Assignment: Beginning at the line containing "[tag] blue jeans (a dot for each instance)", print every line until the records end, keeping each exactly as it is.

Dataset entries
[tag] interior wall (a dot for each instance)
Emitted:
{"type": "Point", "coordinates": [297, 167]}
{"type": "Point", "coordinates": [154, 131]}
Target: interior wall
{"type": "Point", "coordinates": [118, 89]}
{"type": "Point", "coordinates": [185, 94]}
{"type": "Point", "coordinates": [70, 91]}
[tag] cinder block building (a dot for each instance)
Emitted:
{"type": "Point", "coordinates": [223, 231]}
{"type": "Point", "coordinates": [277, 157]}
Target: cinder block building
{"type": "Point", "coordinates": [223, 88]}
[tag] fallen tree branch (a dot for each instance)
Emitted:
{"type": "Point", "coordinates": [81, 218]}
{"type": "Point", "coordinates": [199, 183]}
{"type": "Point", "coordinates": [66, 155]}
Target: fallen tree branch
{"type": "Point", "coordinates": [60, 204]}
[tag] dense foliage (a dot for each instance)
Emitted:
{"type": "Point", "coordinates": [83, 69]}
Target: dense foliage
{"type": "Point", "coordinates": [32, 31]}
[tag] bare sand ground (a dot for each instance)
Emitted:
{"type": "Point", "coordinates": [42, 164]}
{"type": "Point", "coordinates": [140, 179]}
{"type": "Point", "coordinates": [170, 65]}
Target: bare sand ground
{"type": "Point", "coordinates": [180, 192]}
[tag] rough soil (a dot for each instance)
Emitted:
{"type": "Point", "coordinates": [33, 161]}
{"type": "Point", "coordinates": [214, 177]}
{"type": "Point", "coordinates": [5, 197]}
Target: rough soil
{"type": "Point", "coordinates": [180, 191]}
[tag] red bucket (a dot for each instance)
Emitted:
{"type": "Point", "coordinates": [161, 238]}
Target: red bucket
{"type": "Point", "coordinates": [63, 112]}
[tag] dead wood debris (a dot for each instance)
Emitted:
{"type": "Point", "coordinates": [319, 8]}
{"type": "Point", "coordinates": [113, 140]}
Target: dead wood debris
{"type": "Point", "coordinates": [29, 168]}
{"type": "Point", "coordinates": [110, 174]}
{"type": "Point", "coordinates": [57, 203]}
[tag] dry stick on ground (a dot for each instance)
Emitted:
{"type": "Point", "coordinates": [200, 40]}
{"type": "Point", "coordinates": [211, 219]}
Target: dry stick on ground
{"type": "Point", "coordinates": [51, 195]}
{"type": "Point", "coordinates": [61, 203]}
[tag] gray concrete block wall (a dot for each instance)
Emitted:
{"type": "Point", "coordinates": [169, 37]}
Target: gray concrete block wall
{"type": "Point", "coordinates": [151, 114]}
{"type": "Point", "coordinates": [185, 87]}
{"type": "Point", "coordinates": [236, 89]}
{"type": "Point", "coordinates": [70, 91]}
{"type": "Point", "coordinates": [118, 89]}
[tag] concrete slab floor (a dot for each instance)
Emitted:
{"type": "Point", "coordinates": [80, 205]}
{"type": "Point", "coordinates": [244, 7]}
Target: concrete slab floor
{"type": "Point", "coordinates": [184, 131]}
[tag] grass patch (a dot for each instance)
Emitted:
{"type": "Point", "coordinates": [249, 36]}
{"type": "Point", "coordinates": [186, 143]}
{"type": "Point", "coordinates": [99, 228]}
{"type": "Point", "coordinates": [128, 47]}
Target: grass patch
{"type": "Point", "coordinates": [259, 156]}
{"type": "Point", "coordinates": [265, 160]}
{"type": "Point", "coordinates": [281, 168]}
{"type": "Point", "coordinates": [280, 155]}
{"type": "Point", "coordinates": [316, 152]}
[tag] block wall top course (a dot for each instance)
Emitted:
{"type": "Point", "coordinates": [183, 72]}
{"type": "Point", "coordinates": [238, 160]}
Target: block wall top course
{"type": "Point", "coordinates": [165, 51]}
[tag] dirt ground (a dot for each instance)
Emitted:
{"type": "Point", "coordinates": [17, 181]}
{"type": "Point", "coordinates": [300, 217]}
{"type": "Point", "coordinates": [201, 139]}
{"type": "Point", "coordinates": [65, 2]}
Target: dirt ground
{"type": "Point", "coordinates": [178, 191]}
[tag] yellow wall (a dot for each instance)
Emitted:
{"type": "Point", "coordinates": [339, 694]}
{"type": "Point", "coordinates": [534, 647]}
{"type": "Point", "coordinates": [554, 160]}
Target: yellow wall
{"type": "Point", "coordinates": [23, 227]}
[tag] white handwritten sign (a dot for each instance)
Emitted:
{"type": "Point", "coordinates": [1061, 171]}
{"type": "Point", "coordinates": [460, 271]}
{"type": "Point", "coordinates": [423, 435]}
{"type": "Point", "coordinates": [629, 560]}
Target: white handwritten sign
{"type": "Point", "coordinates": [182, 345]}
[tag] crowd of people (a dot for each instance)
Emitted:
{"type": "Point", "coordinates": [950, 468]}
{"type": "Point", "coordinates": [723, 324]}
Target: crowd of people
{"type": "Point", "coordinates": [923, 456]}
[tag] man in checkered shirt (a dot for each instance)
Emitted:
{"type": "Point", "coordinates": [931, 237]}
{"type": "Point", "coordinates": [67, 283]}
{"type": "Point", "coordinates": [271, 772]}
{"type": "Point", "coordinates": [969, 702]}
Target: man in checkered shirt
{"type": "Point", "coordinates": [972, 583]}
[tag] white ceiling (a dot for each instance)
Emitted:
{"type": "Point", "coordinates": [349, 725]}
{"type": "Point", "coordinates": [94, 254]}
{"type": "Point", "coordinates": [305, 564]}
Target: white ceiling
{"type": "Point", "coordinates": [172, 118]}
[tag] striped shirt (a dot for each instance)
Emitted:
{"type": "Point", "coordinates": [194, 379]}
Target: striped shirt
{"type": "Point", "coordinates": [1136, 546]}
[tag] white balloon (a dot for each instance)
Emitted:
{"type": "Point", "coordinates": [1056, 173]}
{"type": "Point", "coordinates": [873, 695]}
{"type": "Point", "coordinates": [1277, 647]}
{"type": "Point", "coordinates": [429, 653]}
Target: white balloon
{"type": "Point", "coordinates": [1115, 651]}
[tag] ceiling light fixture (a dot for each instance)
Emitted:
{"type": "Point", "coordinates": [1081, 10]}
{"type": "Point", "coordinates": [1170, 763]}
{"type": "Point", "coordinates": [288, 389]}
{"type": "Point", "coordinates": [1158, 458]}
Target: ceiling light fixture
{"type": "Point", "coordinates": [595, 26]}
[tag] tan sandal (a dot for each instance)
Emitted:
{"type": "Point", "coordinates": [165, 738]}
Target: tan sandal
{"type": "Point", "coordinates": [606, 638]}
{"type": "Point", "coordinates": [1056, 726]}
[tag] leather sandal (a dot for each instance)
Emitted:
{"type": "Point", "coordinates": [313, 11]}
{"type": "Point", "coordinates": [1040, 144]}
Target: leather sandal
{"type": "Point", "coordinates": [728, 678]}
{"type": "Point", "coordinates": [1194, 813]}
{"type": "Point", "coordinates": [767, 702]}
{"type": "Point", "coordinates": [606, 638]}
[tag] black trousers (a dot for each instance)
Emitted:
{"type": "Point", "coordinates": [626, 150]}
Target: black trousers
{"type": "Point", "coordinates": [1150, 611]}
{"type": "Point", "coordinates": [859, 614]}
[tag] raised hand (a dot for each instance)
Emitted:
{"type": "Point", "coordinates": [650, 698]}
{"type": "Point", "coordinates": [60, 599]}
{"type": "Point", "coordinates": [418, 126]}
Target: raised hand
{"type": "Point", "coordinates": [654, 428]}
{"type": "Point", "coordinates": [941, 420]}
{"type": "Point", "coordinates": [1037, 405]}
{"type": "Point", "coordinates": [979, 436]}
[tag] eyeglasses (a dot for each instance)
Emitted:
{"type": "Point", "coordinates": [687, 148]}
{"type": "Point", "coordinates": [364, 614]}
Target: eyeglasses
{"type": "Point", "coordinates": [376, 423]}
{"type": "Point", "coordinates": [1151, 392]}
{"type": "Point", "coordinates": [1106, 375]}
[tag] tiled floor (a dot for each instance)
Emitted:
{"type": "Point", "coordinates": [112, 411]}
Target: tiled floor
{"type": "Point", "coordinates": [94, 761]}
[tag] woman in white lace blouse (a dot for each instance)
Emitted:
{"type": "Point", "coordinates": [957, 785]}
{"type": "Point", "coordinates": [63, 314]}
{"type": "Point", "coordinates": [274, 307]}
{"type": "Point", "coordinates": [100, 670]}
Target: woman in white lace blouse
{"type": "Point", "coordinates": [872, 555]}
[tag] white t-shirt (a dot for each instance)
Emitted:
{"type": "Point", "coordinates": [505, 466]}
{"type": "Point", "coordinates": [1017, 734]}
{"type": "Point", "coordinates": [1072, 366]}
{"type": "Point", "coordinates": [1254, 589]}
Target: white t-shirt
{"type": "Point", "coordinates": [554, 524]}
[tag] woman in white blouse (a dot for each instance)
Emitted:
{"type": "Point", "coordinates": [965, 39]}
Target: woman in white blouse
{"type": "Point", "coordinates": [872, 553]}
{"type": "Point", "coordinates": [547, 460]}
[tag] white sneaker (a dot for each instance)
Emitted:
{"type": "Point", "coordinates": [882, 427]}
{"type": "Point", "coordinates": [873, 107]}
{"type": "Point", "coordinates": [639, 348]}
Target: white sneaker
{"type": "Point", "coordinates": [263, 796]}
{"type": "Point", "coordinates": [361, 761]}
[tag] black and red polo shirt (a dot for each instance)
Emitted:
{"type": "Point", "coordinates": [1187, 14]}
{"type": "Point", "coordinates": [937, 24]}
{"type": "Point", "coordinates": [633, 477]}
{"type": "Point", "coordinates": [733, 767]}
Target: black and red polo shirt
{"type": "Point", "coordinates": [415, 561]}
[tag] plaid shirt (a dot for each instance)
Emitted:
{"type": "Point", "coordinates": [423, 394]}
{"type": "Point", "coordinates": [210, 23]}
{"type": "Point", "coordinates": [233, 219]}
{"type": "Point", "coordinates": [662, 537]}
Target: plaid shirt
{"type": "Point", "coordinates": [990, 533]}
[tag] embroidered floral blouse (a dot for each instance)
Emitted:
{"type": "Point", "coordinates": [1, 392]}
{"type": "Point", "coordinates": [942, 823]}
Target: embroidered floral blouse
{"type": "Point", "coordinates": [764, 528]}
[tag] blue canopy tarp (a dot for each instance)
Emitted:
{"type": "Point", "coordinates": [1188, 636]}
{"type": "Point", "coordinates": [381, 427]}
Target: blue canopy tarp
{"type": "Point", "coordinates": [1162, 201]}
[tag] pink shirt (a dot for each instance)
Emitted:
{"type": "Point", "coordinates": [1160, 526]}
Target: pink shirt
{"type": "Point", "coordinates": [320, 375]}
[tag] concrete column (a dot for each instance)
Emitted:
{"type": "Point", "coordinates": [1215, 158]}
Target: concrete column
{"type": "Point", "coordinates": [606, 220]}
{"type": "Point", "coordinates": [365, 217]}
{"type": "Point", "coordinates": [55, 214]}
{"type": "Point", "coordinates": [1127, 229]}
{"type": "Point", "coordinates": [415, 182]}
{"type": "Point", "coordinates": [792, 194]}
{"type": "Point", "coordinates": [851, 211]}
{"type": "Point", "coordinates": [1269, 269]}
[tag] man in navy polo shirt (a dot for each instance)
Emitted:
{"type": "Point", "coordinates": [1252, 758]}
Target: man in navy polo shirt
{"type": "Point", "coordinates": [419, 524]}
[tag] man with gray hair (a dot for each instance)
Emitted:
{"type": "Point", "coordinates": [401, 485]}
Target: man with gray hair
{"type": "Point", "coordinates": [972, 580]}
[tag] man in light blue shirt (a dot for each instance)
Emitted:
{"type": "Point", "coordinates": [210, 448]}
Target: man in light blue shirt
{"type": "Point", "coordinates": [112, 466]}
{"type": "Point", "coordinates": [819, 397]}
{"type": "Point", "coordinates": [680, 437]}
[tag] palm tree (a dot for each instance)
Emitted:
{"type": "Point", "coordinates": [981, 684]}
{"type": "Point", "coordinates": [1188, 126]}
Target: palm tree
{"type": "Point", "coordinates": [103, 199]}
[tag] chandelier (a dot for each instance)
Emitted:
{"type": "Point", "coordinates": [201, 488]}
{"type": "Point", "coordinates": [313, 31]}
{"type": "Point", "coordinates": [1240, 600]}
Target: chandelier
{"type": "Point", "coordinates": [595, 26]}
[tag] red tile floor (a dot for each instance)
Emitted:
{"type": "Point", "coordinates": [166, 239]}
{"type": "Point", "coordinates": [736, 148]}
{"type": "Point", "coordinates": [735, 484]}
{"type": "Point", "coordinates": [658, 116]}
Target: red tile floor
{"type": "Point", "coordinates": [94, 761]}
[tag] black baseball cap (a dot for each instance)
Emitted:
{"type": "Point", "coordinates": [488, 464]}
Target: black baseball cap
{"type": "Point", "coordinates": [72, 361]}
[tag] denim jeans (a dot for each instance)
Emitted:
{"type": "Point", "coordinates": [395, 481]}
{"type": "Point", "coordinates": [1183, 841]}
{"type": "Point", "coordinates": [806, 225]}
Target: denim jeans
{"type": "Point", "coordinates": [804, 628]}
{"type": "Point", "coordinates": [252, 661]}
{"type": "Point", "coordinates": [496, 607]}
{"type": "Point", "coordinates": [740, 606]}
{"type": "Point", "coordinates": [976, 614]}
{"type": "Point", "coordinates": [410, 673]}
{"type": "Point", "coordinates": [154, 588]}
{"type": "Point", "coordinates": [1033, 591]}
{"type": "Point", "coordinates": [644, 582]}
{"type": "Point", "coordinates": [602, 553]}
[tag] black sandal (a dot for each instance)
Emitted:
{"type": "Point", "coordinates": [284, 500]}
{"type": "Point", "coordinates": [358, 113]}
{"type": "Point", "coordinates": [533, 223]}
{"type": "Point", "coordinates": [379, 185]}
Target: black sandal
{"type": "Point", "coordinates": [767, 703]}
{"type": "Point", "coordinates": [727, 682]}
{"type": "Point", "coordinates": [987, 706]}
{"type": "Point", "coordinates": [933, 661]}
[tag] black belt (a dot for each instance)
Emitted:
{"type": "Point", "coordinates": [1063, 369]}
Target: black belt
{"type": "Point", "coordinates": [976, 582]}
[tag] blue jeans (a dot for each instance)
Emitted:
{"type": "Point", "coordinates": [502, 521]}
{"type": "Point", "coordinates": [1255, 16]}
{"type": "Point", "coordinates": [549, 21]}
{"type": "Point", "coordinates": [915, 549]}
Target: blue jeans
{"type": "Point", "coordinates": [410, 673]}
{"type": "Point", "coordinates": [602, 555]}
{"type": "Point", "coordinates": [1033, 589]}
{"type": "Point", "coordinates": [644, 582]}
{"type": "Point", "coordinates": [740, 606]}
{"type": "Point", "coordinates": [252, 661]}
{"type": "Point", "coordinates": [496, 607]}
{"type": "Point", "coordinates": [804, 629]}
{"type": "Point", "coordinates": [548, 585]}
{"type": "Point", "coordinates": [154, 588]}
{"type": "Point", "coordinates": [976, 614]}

Solution to this problem:
[tag] blue jeans (a dot for each instance)
Emitted:
{"type": "Point", "coordinates": [502, 521]}
{"type": "Point", "coordinates": [1255, 16]}
{"type": "Point", "coordinates": [549, 21]}
{"type": "Point", "coordinates": [915, 549]}
Target: blue jeans
{"type": "Point", "coordinates": [410, 673]}
{"type": "Point", "coordinates": [602, 555]}
{"type": "Point", "coordinates": [1033, 589]}
{"type": "Point", "coordinates": [644, 582]}
{"type": "Point", "coordinates": [740, 606]}
{"type": "Point", "coordinates": [252, 661]}
{"type": "Point", "coordinates": [496, 607]}
{"type": "Point", "coordinates": [804, 629]}
{"type": "Point", "coordinates": [548, 585]}
{"type": "Point", "coordinates": [154, 588]}
{"type": "Point", "coordinates": [976, 614]}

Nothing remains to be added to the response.